▶ [Exercise instructions]
• a. From the text on DIY dental remedies, list the household materials it says people use to make braces at home.
• b. Write the next part of the text on DIY dental remedies, picking up right after its final sentence.

▶ [Document segment]
· · · ·

Just a few years ago, our very own Dr. Lindsey Heim wrote two blogs about “DIY Nightmares” and today there are even more “solutions” for making your smile “better.” To clear up any confusion or questions about these methods, we’re here to deliver part 3 of our DIY nightmare.
In recent years, we’ve seen an uptick in at-home dental remedies and solutions, which, through the internet, have been afforded an undeserved sense of legitimacy. The idea of “DIY” has no place in the world of dentistry, although it can seem like a tempting option given the expense of some dental procedures. The truth is, many home dental “solutions” will not deliver on what they promise and have the potential to damage your teeth. We recommend deferring to a dental professional when it comes to things like veneers, braces and teeth whitening.
When it comes to your teeth, a “solution” that seems too good to be true probably is. Case in point: at-home veneers. In recent years, we’ve come across a number of retailers that promise beautiful, custom veneers at a fraction of the standard cost, which you can order from the comfort of your home. As you might imagine, the “custom veneers” that result can look unnatural and might be ill-fitting. On top of this, the wearer might not be able to eat with them in. Bottom line: when it comes to veneers, if you’re looking for quality results, we recommend involving your dentist in the process, otherwise you could end up like this guy.
In one of the most concerning dental-related trends we’ve ever seen, some people have begun crafting makeshift braces in attempt to straighten their teeth. Foregoing a trip to the orthodontist in favor of crafting braces made out of rubber bands, bobby pins, or paper clips is, unsurprisingly, an ill-advised idea. The appeal of DIY braces is clear – they offer an inexpensive, “quick fix” alternative to conventional braces. However, they can cause significant, and sometimes permanent, damage to teeth. In severe cases, DIY braces can even lead to tooth loss. For these reasons, we recommend you never attempt an at-home “solution” to crooked teeth, and that you always consult with your dentist, who can recommend a trusted orthodontist.
Strawberries and charcoal and oil, oh my! It seems like there’s a new, “natural” whitening solution being touted by the blogosphere almost every day. Gone are the days when whitening at home was limited to more conventional solutions like whitening strips and gels.Now, we have to contend with seemingly-outlandish suggestions (activated charcoal, anyone?). Below, we explore a few of the more popular home remedies making their way around the internet that some claim will give you a whiter, brighter smile.

· · · ·

▶ [Dataset entries]
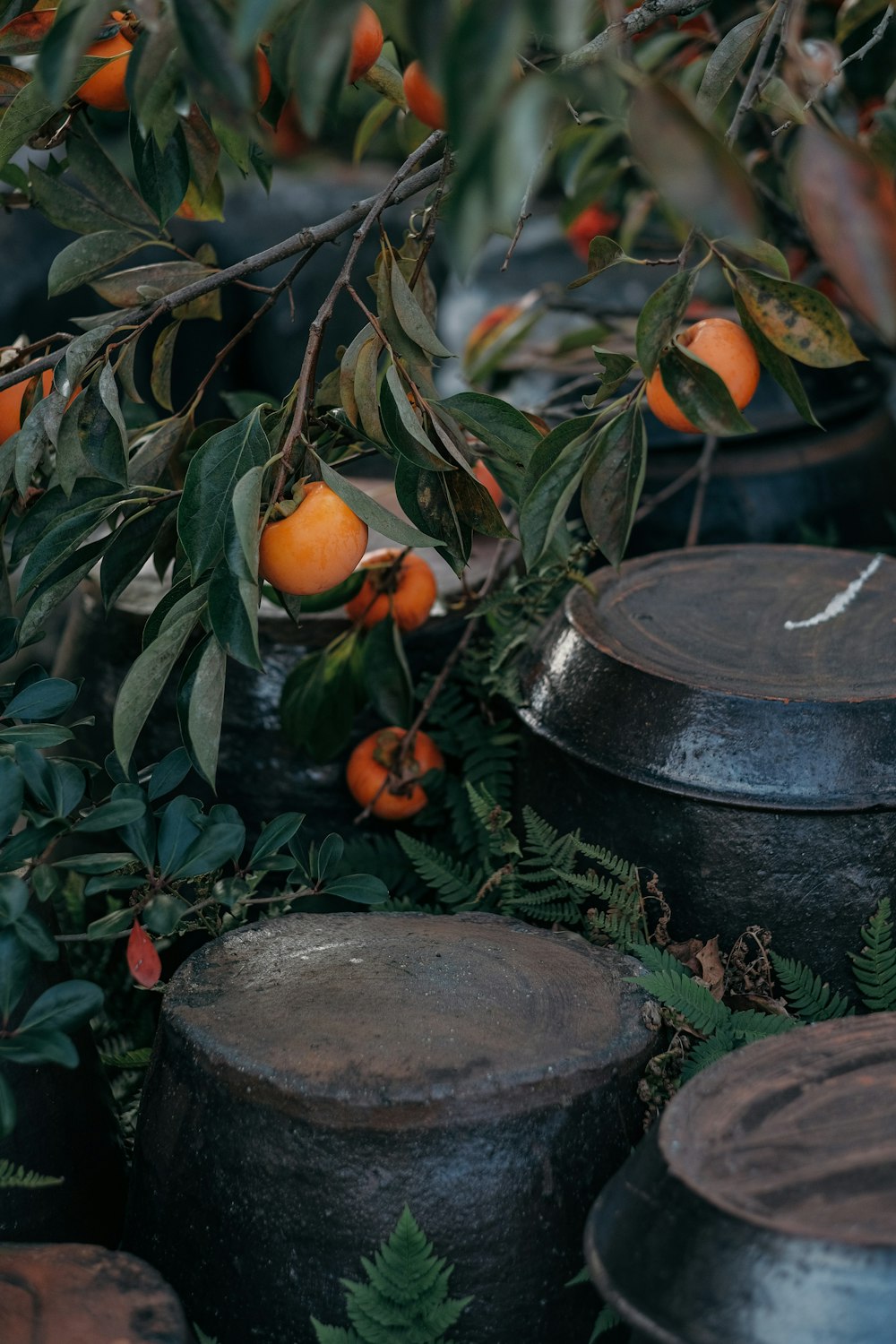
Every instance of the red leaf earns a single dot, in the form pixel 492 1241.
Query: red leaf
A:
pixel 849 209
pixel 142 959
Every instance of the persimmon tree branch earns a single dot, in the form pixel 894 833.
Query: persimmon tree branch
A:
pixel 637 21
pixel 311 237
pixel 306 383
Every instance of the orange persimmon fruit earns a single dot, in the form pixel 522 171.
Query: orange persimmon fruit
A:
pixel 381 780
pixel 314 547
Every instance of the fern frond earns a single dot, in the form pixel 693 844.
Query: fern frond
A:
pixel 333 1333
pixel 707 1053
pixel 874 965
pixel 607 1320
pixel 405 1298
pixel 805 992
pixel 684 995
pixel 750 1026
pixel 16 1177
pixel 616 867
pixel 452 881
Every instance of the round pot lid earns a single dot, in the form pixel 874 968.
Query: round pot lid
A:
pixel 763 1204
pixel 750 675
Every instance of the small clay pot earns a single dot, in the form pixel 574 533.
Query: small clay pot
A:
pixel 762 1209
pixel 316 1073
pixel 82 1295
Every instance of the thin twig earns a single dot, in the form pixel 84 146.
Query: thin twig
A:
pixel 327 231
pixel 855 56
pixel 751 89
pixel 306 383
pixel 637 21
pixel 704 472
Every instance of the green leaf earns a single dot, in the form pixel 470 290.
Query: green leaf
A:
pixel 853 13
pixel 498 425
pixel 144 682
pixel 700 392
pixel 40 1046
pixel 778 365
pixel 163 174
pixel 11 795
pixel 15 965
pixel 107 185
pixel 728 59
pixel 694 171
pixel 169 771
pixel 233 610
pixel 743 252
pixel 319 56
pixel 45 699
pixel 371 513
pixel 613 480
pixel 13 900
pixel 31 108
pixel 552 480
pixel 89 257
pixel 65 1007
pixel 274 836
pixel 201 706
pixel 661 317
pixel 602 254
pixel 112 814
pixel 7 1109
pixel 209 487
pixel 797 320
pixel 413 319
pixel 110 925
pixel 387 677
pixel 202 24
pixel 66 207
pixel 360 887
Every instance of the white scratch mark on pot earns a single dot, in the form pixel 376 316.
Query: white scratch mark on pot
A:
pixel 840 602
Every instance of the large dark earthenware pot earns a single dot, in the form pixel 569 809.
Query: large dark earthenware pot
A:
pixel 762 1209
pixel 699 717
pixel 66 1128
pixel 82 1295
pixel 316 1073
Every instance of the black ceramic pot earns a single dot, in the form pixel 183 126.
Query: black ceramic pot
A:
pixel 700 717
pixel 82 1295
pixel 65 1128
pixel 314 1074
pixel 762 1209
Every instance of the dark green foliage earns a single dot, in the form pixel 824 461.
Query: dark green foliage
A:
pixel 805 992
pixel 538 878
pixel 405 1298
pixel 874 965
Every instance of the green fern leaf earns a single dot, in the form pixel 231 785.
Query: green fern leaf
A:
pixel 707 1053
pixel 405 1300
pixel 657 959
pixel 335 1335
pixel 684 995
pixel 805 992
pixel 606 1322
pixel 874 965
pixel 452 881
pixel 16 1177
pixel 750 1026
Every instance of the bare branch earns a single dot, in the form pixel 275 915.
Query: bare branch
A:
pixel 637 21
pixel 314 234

· · · ·

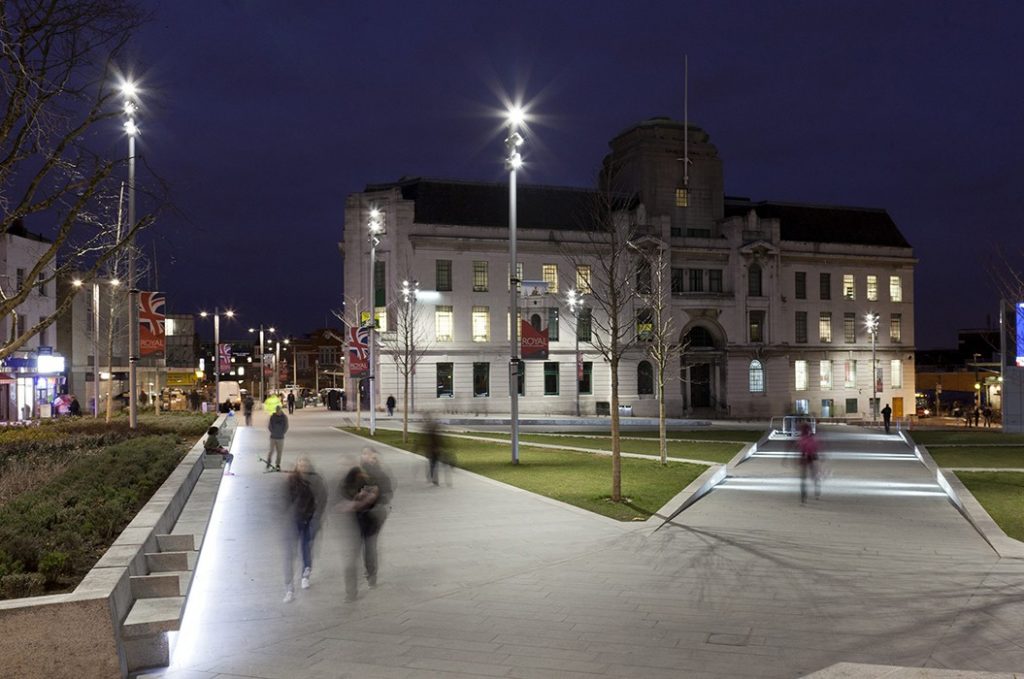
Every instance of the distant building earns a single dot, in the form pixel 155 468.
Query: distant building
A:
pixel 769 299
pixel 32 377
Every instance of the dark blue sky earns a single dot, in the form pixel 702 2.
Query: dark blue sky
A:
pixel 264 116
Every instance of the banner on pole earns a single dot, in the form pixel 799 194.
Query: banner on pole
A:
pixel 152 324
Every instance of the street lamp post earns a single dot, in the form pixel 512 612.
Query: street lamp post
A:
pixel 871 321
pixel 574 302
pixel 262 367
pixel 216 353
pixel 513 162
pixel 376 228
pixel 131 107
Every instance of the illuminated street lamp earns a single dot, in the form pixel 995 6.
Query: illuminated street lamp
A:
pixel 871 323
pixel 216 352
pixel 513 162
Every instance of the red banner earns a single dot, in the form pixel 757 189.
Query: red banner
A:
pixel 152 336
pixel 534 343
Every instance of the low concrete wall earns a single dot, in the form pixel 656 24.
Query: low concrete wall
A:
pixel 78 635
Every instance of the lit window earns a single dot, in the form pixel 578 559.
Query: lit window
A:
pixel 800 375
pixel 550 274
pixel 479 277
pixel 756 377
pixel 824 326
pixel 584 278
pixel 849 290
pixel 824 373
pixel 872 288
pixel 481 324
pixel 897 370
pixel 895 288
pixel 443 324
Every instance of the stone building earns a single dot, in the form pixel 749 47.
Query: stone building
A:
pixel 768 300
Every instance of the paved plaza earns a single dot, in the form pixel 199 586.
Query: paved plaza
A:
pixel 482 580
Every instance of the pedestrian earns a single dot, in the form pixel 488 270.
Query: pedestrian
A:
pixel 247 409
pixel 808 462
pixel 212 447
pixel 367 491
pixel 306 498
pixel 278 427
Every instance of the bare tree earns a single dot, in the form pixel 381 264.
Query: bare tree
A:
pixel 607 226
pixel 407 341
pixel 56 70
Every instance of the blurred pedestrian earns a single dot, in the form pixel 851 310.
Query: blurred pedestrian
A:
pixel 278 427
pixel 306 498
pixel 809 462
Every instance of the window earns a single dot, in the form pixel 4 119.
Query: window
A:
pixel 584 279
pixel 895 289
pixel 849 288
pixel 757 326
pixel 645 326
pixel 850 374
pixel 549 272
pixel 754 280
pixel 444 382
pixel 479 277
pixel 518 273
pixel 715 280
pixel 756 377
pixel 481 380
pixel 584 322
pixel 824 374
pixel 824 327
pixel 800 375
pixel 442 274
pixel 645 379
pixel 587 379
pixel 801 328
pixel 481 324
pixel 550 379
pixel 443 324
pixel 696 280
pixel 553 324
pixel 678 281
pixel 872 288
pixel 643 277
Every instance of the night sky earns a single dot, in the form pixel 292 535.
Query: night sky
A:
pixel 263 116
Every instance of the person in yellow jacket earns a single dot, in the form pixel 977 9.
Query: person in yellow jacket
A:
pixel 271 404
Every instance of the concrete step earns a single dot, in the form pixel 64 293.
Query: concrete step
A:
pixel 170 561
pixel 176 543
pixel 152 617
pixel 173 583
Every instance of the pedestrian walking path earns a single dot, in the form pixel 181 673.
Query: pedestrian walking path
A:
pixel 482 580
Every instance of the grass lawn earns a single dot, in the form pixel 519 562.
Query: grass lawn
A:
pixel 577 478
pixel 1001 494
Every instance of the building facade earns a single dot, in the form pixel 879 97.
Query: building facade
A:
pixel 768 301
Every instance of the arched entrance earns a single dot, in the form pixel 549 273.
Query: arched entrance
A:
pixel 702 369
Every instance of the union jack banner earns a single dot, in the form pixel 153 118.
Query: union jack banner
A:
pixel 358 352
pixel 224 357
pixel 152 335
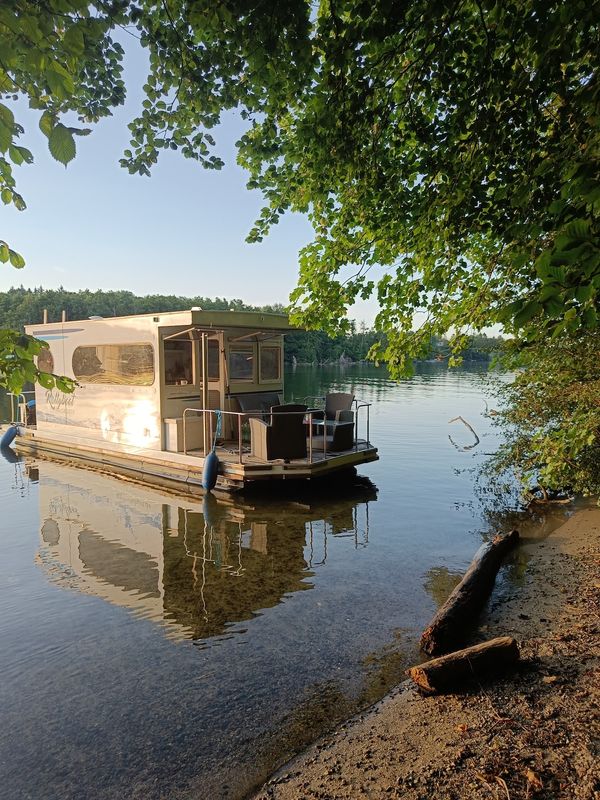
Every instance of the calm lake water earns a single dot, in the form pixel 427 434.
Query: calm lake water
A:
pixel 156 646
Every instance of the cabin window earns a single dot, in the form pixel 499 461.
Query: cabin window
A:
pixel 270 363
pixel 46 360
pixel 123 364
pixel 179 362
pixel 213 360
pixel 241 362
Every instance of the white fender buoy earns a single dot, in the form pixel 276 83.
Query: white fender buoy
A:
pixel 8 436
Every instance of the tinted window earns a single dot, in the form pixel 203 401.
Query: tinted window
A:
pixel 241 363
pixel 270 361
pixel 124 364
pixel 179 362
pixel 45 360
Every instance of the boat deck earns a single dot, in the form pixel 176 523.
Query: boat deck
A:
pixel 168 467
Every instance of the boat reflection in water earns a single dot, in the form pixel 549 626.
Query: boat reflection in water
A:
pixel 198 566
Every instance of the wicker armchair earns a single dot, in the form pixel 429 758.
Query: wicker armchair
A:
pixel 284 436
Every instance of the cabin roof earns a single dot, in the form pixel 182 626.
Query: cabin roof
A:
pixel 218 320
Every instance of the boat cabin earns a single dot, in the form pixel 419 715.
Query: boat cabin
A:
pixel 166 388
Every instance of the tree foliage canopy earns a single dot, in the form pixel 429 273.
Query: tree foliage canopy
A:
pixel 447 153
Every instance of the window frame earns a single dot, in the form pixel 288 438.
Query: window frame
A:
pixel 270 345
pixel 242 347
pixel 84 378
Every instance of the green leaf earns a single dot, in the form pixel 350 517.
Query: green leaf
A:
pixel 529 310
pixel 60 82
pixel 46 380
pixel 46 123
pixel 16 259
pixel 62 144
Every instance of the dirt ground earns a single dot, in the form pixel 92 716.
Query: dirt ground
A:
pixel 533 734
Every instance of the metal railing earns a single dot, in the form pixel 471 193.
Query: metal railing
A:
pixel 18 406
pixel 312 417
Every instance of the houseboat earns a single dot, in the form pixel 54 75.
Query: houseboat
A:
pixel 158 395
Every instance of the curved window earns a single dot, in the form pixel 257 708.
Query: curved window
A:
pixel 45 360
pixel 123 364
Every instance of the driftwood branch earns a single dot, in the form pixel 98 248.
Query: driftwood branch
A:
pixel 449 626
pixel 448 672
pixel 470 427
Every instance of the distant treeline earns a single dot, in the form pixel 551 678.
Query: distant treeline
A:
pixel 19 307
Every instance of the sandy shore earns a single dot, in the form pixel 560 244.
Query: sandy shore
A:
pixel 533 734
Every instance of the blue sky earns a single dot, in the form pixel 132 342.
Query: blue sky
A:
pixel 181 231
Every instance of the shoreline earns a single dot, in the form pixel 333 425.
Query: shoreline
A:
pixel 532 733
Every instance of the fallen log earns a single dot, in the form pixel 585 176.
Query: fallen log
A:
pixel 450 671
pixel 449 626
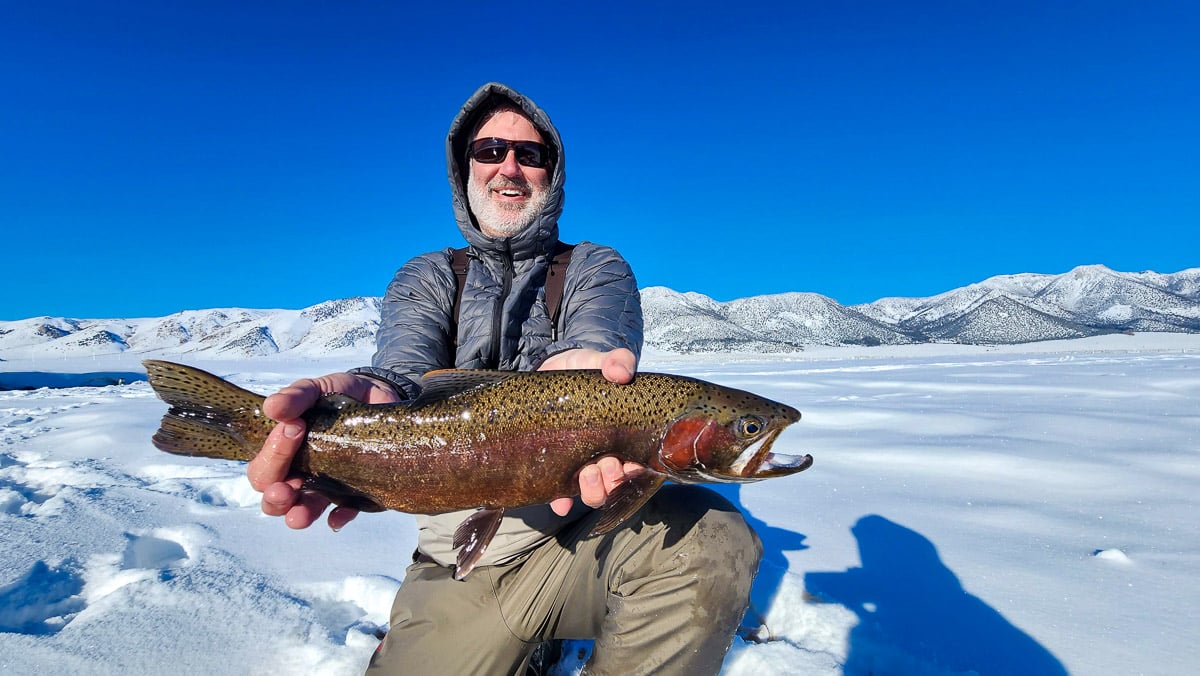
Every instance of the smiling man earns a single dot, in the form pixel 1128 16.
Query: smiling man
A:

· · · ·

▶ [Answers to the exercise]
• a. Rubber bands, bobby pins, paper clips

• b.
Some celebrities swear by a combination of strawberries and baking soda to whiten their teeth. Studies have shown that this berry mixture removes surface plaque, but doesn’t actually bleach the enamel. Bottom line: brushing your teeth with toothpaste is just as effective, if not more, than brushing your teeth with strawberries (not to mention less messy).
- Activated Charcoal
It seems counterintuitive to rub black powder along your teeth in hopes of whitening them, but some people advocate for this method, which is quickly becoming popular on social media. Supporters claim that charcoal powder essentially “absorbs” stains, however the American Dental Association (ADA) has yet to weigh in. What we do know is that the abrasive charcoal powder may harm your teeth’s enamel. We recommend you steer clear of this method until studies say otherwise.
- Oil Pulling
The tradition of swishing a spoonful of oil through your teeth for roughly twenty minutes for improved oral health can be traced back to ancient India. Advocates claim that this practice removes bacteria, which not only prevents cavities, but also whitens teeth. Does this method work? The verdict is out. According to the ADA, there haven’t been any studies which point to its effectiveness. We’d recommend sticking to brushing and flossing.
All in all, the majority of at-home dental remedies and solutions, with the exception of those approved by the ADA, are not recommended. At best, these remedies will have no effect on the appearance of your teeth and, at worst, they will do irreversible damage to your teeth. For quality results when it comes to veneers, braces, and whitening, we recommend you consult with an expert. Your dentist will be able to provide the safest, most effective route for all your dental needs.